::: Source passage
- 1 month ago
Hi Bees. I’m not sure what to do here and I’m not sure what I expect, exactly, to get out of this except some other perspectives so here goes.
My Boyfriend and I have been together for 8 years. I was 16 when we got together and he was 18. We have been very happy, and have had a relatively happy and healthy relationship.
For a good part of our relationship, I acted as a stand-in parent. His home life growing up was terrible, with an absent mother and a hard-working (but never around) father. I have pushed him to get his GED, a great job, go to college, etc. I am so proud of him and all the progress he has made, and he is a wonderful partner. He truly loves, supports, and adores me, and I love, support, and adore him, too. He’s shown a massive capacity for growth.
::::::
::: Working data
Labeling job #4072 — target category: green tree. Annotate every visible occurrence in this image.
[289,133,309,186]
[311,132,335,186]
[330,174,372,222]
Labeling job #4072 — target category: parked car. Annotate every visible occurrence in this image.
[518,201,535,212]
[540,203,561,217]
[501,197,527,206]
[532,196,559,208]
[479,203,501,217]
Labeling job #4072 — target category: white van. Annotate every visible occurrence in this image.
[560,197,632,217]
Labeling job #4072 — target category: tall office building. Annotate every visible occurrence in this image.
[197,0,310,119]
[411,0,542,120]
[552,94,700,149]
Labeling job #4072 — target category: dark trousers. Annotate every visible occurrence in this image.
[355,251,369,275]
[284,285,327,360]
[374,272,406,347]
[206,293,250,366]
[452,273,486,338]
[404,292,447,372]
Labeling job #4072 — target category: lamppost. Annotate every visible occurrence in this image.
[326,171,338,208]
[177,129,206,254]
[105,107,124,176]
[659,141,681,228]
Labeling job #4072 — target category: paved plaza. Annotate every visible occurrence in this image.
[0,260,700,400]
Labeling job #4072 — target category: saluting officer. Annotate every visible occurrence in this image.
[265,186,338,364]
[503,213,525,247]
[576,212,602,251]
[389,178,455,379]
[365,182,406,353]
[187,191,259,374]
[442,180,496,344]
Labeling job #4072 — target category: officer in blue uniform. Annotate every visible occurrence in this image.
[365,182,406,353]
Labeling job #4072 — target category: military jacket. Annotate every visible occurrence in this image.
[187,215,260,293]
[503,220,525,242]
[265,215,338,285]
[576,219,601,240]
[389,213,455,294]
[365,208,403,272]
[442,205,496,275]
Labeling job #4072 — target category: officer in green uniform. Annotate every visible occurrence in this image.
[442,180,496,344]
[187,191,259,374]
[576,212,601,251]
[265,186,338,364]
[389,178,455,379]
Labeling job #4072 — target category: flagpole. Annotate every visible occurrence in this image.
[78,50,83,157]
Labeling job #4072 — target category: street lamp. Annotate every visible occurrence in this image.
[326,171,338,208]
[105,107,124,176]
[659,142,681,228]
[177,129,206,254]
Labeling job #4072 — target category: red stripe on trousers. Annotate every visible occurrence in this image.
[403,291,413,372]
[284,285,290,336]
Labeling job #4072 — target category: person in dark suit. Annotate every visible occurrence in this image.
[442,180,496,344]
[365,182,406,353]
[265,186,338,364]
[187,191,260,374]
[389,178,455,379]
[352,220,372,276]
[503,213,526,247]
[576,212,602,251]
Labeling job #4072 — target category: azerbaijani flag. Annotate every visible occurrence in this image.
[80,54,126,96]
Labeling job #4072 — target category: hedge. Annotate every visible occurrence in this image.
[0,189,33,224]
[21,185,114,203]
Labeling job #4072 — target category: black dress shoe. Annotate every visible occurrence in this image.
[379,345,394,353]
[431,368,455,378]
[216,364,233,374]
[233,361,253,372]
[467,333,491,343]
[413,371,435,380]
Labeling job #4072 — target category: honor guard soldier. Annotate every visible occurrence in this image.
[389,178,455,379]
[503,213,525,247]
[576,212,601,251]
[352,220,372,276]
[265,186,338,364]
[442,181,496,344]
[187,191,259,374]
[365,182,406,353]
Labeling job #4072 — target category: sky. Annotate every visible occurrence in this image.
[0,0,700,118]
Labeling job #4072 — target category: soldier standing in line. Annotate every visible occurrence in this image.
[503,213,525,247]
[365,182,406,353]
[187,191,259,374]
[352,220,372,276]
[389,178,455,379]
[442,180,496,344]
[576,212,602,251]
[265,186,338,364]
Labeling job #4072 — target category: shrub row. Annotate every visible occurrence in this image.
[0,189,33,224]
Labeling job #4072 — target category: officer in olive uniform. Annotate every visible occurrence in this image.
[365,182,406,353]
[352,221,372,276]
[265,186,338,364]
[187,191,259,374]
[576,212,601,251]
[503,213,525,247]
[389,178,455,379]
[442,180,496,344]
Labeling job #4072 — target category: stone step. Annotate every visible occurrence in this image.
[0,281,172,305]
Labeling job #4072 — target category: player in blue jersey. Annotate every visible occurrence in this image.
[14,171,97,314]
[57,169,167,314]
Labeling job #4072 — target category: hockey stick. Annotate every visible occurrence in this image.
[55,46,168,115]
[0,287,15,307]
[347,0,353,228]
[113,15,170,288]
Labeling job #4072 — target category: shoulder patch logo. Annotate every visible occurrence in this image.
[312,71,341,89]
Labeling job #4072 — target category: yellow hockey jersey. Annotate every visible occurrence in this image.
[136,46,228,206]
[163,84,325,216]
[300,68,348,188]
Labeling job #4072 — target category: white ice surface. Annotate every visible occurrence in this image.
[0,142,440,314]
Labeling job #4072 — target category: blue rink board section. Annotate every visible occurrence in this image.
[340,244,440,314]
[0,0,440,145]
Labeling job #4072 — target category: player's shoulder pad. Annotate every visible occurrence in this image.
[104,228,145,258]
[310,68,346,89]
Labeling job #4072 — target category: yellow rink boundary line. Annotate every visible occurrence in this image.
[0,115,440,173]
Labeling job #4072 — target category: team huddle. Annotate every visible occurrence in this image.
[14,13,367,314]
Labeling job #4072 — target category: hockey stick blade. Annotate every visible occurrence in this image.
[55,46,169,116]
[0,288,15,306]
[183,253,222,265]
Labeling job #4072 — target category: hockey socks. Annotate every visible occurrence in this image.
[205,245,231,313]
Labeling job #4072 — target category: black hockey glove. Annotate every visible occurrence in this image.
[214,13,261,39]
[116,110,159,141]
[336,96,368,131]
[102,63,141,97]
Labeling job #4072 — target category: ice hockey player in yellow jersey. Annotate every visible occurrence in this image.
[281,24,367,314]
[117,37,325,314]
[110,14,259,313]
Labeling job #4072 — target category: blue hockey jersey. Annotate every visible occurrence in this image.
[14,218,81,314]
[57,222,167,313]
::::::
> What to work on:
(1) Answer these questions from the forum post:
(a) How many years have the writer and the boyfriend been together?
(b) How old was the boyfriend when the two of them got together?
(c) Besides a great job and college, what did the writer push him to get?
(2) Reproduce the rows verbatim, starting at the row containing "Labeling job #4072 — target category: blue rink" and ending at the row containing "[310,68,346,89]".

> Results by task:
(1)
(a) 8 years
(b) 18
(c) His GED

(2)
Labeling job #4072 — target category: blue rink board section. Annotate every visible occurrence in this image.
[340,244,440,314]
[0,0,440,145]
Labeling job #4072 — target category: player's shoulder pad. Annotate every visible occurrence in this image.
[104,228,145,258]
[310,68,346,89]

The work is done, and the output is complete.